→ **Activity**
From the records below, copy out exactly the lines from the one containing "Target: building window" to the one containing "Target: white boutonniere", both included. Add nothing else.

(Records from a dataset)
********************
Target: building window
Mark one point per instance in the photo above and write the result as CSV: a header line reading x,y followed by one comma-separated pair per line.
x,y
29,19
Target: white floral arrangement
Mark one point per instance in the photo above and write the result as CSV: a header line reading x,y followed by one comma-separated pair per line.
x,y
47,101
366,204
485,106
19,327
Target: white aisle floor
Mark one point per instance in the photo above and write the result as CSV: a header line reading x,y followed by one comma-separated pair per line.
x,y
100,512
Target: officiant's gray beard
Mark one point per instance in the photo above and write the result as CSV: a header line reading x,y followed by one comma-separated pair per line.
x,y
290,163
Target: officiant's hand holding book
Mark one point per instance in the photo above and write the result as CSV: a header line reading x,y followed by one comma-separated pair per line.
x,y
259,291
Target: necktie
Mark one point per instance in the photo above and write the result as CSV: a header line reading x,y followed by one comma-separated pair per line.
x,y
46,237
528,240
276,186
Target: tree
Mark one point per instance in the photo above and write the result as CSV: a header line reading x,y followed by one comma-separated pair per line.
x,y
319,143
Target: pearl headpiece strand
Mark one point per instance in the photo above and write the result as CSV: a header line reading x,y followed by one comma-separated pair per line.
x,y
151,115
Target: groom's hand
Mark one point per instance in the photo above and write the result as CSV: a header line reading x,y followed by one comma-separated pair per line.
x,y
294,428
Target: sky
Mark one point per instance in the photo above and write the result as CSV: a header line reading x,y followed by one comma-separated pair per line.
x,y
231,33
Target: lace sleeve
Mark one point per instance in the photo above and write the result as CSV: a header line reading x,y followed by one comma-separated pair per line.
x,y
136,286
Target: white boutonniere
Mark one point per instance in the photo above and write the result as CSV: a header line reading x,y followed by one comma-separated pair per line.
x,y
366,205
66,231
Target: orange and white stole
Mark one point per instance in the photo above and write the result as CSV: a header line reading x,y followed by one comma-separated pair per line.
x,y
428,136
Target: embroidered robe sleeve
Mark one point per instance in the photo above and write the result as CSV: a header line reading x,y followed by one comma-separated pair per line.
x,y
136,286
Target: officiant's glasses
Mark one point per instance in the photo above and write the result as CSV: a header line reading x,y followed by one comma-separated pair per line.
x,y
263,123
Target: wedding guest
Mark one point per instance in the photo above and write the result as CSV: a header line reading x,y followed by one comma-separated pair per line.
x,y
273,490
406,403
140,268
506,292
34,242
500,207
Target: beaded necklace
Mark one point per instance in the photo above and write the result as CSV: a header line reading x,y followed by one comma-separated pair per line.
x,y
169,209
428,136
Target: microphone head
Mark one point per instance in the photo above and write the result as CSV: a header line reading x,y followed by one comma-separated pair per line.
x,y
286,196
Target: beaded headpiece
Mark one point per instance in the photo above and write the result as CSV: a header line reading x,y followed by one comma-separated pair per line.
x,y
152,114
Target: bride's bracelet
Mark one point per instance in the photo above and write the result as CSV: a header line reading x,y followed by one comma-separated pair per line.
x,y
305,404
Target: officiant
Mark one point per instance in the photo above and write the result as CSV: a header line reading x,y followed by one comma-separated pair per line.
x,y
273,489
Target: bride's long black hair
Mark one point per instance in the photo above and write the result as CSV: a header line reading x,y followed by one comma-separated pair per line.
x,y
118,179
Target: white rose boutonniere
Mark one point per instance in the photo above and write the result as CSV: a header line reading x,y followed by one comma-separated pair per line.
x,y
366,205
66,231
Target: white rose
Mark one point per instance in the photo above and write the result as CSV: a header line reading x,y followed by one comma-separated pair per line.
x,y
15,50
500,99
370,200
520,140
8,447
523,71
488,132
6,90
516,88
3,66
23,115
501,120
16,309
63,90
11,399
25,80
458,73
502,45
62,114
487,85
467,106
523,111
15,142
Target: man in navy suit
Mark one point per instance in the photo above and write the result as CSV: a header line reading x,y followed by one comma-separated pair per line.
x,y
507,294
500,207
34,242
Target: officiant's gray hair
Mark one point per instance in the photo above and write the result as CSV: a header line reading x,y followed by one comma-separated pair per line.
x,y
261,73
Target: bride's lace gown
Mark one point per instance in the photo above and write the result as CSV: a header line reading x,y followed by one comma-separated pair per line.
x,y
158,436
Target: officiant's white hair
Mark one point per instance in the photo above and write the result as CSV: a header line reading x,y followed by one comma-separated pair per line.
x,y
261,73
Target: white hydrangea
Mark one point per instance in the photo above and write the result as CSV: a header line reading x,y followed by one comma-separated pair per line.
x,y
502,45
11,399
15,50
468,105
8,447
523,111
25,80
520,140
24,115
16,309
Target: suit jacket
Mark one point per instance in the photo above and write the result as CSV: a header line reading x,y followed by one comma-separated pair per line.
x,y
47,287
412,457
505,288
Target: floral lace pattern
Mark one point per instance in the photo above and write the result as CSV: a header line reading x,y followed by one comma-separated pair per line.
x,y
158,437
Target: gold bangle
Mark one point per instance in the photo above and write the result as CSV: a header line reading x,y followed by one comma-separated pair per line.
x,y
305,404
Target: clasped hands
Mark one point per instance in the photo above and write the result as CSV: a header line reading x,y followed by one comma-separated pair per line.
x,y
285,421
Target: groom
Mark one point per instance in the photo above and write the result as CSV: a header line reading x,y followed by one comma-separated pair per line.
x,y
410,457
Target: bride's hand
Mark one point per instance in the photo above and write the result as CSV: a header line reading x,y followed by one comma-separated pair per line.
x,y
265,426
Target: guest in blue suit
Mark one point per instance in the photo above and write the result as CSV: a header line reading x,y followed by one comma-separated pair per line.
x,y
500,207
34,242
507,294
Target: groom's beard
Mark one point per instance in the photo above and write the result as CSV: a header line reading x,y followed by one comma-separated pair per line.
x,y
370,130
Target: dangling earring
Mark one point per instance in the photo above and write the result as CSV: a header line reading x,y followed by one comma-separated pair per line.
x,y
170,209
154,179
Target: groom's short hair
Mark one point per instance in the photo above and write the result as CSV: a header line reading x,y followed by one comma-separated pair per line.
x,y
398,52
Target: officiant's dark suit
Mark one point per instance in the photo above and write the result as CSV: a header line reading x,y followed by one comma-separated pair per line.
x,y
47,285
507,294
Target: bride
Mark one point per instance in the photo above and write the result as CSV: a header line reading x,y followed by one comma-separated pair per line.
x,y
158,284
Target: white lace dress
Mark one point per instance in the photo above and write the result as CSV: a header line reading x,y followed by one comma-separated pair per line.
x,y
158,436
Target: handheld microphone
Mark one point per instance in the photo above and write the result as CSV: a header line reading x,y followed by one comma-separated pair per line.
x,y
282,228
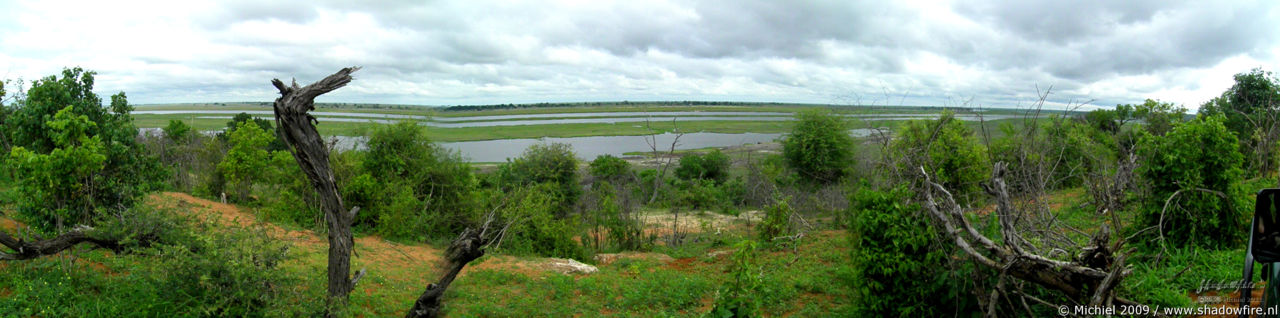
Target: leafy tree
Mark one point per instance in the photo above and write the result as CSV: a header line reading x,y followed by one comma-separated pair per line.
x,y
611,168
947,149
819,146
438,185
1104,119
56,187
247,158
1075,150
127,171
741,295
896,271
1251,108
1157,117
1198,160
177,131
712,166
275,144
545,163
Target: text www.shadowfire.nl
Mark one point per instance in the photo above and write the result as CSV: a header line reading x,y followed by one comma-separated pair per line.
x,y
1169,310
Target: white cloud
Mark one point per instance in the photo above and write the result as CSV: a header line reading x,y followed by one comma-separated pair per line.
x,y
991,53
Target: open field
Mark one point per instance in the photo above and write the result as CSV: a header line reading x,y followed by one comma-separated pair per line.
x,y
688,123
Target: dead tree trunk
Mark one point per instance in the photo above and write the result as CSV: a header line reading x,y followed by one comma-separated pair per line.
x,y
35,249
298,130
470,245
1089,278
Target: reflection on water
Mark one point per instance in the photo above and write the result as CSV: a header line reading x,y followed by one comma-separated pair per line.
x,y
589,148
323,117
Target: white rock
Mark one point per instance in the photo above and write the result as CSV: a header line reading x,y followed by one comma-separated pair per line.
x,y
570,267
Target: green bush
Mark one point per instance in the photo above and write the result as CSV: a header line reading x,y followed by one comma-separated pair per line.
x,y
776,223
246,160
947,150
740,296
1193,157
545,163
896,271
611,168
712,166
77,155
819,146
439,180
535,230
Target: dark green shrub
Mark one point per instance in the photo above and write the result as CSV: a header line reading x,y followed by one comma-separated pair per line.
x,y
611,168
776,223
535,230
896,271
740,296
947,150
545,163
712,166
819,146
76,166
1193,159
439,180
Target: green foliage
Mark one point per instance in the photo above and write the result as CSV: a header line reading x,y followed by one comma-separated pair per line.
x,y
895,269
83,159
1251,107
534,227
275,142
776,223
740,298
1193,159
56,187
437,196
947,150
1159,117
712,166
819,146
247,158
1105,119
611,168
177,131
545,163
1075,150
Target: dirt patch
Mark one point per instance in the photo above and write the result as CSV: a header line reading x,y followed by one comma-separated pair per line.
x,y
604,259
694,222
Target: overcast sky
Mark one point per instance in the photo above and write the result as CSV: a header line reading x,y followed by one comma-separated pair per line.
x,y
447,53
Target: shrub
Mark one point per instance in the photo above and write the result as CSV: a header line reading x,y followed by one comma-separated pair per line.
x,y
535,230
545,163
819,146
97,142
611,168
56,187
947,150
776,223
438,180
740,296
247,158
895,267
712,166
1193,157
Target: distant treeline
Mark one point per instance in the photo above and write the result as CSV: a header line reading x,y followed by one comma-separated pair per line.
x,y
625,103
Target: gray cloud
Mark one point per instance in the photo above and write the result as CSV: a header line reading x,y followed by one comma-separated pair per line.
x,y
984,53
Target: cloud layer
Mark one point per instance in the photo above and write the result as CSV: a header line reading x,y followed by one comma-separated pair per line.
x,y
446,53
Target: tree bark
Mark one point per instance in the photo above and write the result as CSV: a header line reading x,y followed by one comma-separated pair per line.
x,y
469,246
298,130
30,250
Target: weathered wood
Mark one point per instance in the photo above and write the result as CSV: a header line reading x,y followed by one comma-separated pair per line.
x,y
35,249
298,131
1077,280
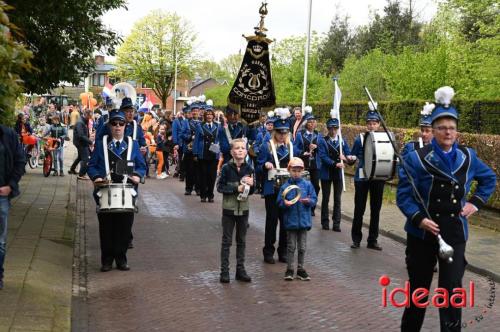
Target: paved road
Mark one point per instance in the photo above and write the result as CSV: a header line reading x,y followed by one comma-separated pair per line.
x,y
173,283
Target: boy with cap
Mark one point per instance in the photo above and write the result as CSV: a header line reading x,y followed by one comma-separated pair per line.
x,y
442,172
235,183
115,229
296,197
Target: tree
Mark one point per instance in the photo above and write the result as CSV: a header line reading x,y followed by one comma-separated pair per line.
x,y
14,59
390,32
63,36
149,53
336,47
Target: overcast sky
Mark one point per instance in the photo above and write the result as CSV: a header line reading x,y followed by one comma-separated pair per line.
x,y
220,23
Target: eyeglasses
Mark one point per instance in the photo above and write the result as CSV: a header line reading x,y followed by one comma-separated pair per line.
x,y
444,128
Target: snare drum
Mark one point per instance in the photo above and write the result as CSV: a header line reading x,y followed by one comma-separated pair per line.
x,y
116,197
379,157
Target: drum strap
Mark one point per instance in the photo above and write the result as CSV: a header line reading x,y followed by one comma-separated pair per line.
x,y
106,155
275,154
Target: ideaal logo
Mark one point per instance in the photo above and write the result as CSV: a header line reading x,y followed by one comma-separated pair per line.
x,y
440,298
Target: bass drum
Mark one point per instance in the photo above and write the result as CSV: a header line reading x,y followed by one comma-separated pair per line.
********************
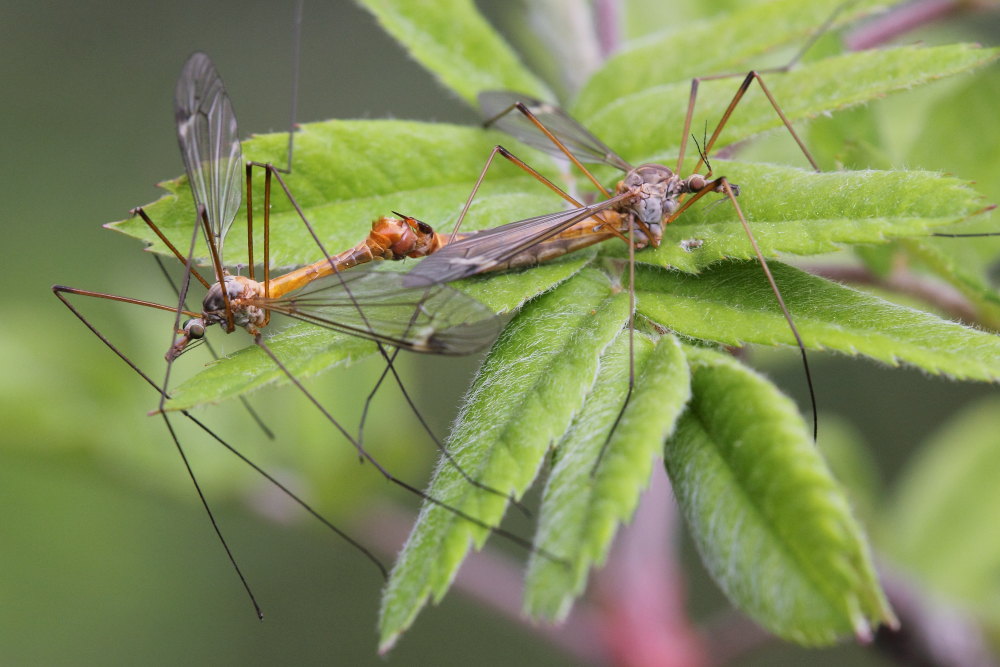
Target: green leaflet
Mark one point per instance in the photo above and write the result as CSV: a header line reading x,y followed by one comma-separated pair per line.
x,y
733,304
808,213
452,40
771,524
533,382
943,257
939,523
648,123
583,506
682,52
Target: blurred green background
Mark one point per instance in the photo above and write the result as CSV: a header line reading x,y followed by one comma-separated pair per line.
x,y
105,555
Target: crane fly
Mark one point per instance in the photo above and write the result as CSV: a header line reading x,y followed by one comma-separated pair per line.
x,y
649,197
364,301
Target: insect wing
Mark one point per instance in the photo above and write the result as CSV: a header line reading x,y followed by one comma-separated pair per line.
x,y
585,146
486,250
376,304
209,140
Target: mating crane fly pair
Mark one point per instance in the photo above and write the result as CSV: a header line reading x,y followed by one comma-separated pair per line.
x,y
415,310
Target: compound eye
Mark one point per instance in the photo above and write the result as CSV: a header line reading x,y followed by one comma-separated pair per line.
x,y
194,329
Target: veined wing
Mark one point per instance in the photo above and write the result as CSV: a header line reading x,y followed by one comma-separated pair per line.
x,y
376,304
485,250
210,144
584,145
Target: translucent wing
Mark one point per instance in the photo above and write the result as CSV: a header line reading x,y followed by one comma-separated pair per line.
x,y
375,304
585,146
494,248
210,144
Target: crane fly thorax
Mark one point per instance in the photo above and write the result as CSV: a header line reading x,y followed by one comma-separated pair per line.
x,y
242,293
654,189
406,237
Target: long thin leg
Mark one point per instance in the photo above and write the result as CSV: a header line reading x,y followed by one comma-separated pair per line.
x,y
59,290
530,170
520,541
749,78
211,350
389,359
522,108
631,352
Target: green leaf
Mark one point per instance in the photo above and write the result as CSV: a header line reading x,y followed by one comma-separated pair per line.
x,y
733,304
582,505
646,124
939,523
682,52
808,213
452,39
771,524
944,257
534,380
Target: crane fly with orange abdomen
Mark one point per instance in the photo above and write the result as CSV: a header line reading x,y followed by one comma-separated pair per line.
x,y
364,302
********************
→ **Output of the task**
Target: building window
Mark one point per instance in the photo above and write the result as CSV: a header line reading x,y followed by one comma-separated pair per line.
x,y
29,19
Target: white floral arrangement
Mark one point per instance in the photo above and write the result as CSV: a header line reading x,y followed by one comma-separated pair per line.
x,y
47,101
366,204
485,106
19,327
Target: white aisle floor
Mark one point per instance in the photo above and write the result as CSV: a header line reading x,y followed by one comma-separated pair per line.
x,y
100,512
Target: officiant's gray beard
Mark one point per instance in the photo above and write the result as CSV: a header line reading x,y followed by one comma-separated pair per line.
x,y
290,163
Target: officiant's hand holding book
Mark one point per instance in the photo above and write the result as CSV: a header line reading x,y followed by one comma-separated pair per line.
x,y
259,291
Target: necktie
Mark one point per instance in the photo above and write the result as CSV: a header line reading x,y followed by one comma-separated pair per line.
x,y
46,237
528,240
276,186
Target: tree
Mark one point per instance in the photo above and write the result as CSV: a header line reading x,y followed by one comma-separated pair per line.
x,y
319,143
Target: pearl headpiece strand
Mark one point per instance in the photo above and write the result as CSV: a header line reading x,y followed by one comma-separated pair per line.
x,y
151,115
Target: groom's hand
Mark one point per instance in the photo above and write the result as CSV: a header line reading x,y followed by one comma-separated pair per line.
x,y
294,428
Target: sky
Mark one point per instance in the photo above and write the result as CSV: a header line reading x,y followed by one comma-separated pair per line.
x,y
231,33
Target: lace sleeve
Mark one point per instance in the photo above and write the result as CSV: a header line reading x,y followed by one comma-separated pair per line.
x,y
136,286
Target: white boutonniere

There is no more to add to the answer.